Exercise details: Copy every entry exactly.

-- Begin Excerpted data --

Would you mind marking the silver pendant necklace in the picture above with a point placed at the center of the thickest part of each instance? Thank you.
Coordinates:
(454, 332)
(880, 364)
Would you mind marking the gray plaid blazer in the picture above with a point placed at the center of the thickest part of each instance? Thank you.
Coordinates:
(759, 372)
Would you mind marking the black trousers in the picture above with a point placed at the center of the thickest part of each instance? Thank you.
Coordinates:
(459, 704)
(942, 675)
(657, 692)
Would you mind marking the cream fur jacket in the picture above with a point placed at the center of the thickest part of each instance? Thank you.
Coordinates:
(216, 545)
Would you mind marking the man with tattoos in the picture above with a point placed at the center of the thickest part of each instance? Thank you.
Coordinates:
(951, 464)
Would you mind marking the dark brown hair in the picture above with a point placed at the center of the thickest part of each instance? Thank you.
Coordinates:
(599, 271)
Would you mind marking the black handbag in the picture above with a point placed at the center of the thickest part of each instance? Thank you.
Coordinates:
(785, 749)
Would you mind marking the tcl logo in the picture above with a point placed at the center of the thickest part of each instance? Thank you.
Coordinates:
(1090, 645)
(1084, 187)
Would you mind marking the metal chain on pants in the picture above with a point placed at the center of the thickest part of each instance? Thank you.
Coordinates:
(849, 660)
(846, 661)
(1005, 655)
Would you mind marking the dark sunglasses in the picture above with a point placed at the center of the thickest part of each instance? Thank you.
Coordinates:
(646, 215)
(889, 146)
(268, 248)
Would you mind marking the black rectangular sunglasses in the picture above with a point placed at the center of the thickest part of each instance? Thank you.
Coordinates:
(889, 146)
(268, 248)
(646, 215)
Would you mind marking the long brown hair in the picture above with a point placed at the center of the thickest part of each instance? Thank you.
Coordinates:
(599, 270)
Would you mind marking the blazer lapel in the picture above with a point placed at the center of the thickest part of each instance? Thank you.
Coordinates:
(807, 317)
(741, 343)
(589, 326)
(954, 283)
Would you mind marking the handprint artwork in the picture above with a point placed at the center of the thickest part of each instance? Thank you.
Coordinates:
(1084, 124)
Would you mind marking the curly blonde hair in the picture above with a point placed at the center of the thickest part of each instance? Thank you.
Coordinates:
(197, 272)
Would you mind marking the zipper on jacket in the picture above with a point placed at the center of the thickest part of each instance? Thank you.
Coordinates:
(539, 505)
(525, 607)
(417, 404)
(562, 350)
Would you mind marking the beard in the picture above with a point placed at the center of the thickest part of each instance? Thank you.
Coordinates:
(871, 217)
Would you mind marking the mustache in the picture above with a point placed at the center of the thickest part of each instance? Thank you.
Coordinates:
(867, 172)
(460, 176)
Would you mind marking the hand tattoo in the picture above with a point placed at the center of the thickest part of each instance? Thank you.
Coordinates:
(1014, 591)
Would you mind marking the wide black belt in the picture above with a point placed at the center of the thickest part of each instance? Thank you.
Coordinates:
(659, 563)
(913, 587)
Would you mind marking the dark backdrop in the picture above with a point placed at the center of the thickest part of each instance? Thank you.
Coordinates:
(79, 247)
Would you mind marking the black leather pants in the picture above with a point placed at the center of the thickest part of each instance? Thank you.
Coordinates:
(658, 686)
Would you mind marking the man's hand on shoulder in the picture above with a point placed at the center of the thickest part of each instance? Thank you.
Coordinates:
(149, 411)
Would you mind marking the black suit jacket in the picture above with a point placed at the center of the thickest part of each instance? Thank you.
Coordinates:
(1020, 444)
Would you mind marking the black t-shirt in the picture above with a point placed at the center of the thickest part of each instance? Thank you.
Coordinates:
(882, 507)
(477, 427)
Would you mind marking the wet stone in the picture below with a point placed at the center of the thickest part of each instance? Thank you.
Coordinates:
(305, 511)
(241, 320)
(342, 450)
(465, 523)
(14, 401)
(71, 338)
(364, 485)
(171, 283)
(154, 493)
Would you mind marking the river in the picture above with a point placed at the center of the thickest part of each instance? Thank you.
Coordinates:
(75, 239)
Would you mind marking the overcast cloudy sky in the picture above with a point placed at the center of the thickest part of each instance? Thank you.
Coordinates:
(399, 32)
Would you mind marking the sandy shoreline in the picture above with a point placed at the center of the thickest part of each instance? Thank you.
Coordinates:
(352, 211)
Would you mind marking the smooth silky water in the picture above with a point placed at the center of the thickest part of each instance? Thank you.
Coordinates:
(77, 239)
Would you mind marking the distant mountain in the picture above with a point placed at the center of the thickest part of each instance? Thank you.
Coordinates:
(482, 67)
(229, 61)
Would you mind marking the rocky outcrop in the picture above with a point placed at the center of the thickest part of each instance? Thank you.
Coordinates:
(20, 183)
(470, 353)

-- End Excerpted data --

Answer for the task:
Would you mind marking the silver pendant necklace in the picture above with a point placed at the center of the thickest part of each instance? Thank you.
Coordinates:
(454, 332)
(880, 364)
Would you mind marking the gray plaid blazer in the picture above with a point placed at the center of the thickest part of each instance? Thank you.
Coordinates:
(759, 372)
Would you mind marking the black trousers in the picture above with a point placed at the center of the thickest part of each instance? Thank you.
Coordinates:
(459, 704)
(942, 675)
(657, 692)
Would you mind marking the cream fur jacket in the picture above with a point placed at the center of the thickest part of each instance? Thank you.
Coordinates:
(216, 545)
Would you mind marking the man with tattoos in the picture above with a point placed at the center of the thickest part of each instance? Thank you.
Coordinates:
(951, 464)
Would you mind marking the dark brown hair in the picture above with a point placed at the center of the thickest part of each instance? Thank you.
Coordinates:
(599, 271)
Would you mind marking the black handbag in the picture above with a point placed at the center of the thickest part of each instance? Thank you.
Coordinates:
(785, 749)
Would you mind marking the tcl logo in the picture above with a point placed at the center of the thickest part of each instance? Thank you.
Coordinates:
(1090, 645)
(1084, 187)
Would you mind marking the metal chain on pants in the picture above with a point placed at the center of the thickest part of each instance? Thank you.
Coordinates:
(849, 660)
(846, 661)
(1005, 655)
Would you mind marking the dark sunglasses in the picture above with a point placed at the center of the thickest part of each instance? Thank you.
Coordinates:
(646, 215)
(889, 146)
(268, 248)
Would you mind marking the black rectangular sunglasses in the picture above with a point placed at the center of the thickest part of each instance? Thank you.
Coordinates:
(889, 146)
(268, 248)
(646, 215)
Would you mind marking the long brown hair in the picture above with a point placed at the center of the thickest part of each instance? Thank you.
Coordinates:
(599, 270)
Would you mind marking the blazer lapel in the picture above with a point placed at the center of the thickest part of each instance? Thank you.
Coordinates:
(807, 317)
(741, 343)
(589, 326)
(954, 283)
Would you mind marking the handprint artwork in the picture above with a point placed at the center of the thickest part of each instance? Thank you.
Coordinates:
(1084, 124)
Would you mind marking the curly blonde hair in the picture above with a point placed at the center of the thickest part of each instance? Thank you.
Coordinates:
(197, 272)
Would you mind marking the zipper on jacket in the picture above with a point placed at the center of the thickest part of each instance? Thank you.
Coordinates:
(539, 505)
(525, 607)
(417, 404)
(562, 350)
Would you mind marking the beard in the picture above with a point placed at the center of the thickest part of each instance? Thank you.
Coordinates:
(871, 217)
Would you mind marking the mustache in the picture above with a point placed at the center of the thickest part of each instance? Thank you.
Coordinates:
(867, 172)
(460, 176)
Would you mind marking the hand tattoo in the picture above with a point placed at the center of the thickest part of each instance? Thank you.
Coordinates:
(1014, 591)
Would you mind marking the wide black belt in the picture above with a point placed at the center of the thickest part of each instance? Thank you.
Coordinates:
(659, 563)
(913, 587)
Would you mind marking the dark backdrop in the picture above with a point placed at the center of the thickest part of each instance? Thank you.
Coordinates:
(79, 247)
Would you mind marking the black leather pants in the picture above with a point placed at the center of the thickest part of each instance? Thank you.
Coordinates:
(658, 686)
Would you mind marking the man's hand on shoulder in the picture above with a point placed at the center of the thickest part of each instance? Thank you.
Coordinates:
(149, 411)
Would you mind marking the black suit jacket in the picture above with a point placed at the center of the thickest part of each instance? Thank you.
Coordinates:
(1020, 444)
Would you mind marking the black t-shirt in the picture above with a point placed at the center of the thickest part of each instance? Thank you.
Coordinates:
(882, 507)
(477, 427)
Would you mind marking the wet stone in the picture below with a point placed at the center of the thickest part of each instance? Thank you.
Coordinates:
(305, 511)
(241, 320)
(342, 450)
(465, 523)
(14, 401)
(71, 338)
(364, 485)
(171, 283)
(154, 493)
Would you mind marking the river in the picture above with a point placed at the center of the thickest part of each instance? Thank you.
Coordinates:
(75, 239)
Would you mind marking the overcast cloudy sky in the picture above with a point placed at the center of the thickest part of each instance? Thank you.
Coordinates:
(399, 32)
Would you mind marking the sandy shoreline in the picture above with a point placed at the center of the thickest part of each instance? Thank you.
Coordinates:
(352, 211)
Would you mind marking the smooth silky water in the picture above with a point placed at the center of the thickest part of each instance? Thank you.
Coordinates:
(77, 239)
Would you mind marking the distant mountain in the picture above with a point placed at the center of the thickest part of each instance? Thank you.
Coordinates:
(482, 67)
(229, 61)
Would you mind marking the rocky outcrop in the picture above with a point placed at the center of the thickest part of each instance? Thank you.
Coordinates:
(20, 183)
(470, 353)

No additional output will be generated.